TASK INSTRUCTIONS. Count the lines in the data below that contain the word "claw", and reply with that number only.

ROWS.

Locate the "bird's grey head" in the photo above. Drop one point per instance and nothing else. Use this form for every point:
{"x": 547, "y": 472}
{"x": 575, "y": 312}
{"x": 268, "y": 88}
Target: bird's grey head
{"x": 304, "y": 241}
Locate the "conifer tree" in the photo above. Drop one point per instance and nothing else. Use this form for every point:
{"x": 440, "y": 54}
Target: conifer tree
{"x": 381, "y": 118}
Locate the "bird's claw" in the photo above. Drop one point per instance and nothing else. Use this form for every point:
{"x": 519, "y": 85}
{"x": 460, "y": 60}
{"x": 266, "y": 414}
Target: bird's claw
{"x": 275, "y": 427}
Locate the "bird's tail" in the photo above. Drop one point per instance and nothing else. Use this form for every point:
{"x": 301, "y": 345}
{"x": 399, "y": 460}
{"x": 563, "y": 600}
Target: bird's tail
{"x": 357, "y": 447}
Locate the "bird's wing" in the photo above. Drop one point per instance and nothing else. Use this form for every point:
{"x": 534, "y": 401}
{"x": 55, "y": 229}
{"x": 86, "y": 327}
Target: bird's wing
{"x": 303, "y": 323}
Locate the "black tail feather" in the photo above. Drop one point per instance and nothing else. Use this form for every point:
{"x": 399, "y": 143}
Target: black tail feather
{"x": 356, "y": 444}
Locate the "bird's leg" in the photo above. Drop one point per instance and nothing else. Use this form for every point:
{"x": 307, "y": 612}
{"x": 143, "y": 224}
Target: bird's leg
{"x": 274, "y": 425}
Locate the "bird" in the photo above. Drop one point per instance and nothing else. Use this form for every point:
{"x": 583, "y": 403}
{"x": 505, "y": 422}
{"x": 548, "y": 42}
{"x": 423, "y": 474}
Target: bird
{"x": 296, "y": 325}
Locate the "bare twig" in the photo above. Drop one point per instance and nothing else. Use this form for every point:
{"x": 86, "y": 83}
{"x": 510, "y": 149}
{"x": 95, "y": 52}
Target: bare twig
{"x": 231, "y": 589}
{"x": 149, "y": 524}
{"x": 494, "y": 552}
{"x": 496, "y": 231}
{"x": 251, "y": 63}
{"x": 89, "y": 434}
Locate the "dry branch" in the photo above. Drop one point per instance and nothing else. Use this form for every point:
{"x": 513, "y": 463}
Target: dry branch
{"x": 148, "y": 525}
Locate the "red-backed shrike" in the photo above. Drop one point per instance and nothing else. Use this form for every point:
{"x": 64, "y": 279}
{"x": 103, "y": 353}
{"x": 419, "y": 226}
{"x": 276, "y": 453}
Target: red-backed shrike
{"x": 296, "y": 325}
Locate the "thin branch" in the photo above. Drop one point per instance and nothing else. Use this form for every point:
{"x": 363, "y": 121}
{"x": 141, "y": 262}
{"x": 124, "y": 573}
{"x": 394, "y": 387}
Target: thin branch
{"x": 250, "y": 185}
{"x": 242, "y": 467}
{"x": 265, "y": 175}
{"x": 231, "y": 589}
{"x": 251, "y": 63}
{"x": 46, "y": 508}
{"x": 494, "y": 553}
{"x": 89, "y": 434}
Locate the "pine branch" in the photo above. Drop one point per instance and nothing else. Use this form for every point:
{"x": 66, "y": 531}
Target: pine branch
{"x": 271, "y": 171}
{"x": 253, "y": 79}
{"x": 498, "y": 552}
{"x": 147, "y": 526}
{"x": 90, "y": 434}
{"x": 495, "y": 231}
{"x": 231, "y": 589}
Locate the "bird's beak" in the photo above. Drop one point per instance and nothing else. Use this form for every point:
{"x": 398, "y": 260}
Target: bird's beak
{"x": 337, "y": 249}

RESPONSE TO THIS EXERCISE. 2